▶ [Exercise prompt]
All lines containing the string "locate" must be copied from the entries.

▶ [Material for this task]
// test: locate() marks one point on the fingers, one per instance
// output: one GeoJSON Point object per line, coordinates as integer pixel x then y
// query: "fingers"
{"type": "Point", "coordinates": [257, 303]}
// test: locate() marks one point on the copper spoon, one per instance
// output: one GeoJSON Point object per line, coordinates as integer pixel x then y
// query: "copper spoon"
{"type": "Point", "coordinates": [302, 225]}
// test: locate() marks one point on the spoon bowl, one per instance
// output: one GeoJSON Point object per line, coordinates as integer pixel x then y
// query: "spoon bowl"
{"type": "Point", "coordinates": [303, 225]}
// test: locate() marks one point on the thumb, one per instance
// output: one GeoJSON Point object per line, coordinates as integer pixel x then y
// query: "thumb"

▶ [Your solution]
// test: locate() marks one point on the fingers, one per instance
// test: locate() marks one point on the copper spoon, one per instance
// test: locate() marks one point on the spoon bowl, one per instance
// test: locate() marks one point on the thumb, one per instance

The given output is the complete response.